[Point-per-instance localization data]
>>>

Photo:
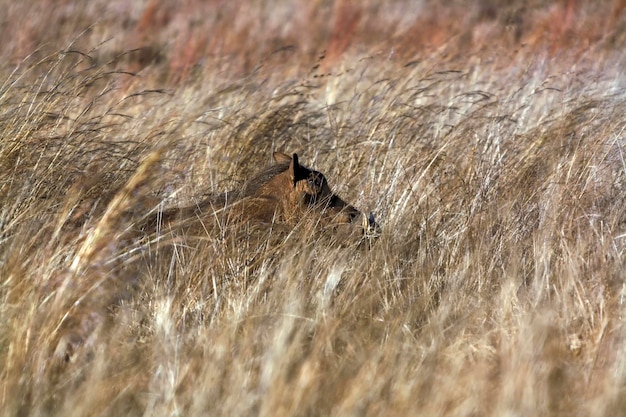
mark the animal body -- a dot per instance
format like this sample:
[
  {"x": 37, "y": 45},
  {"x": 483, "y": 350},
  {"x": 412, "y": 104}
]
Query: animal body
[{"x": 286, "y": 193}]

<<<

• [YOUR TASK]: Reproduce the data above exactly, leaving each picture out.

• [REPLY]:
Photo:
mark the animal body -- a dot per instance
format like this sample:
[
  {"x": 37, "y": 45},
  {"x": 483, "y": 350},
  {"x": 412, "y": 104}
]
Query: animal body
[{"x": 286, "y": 193}]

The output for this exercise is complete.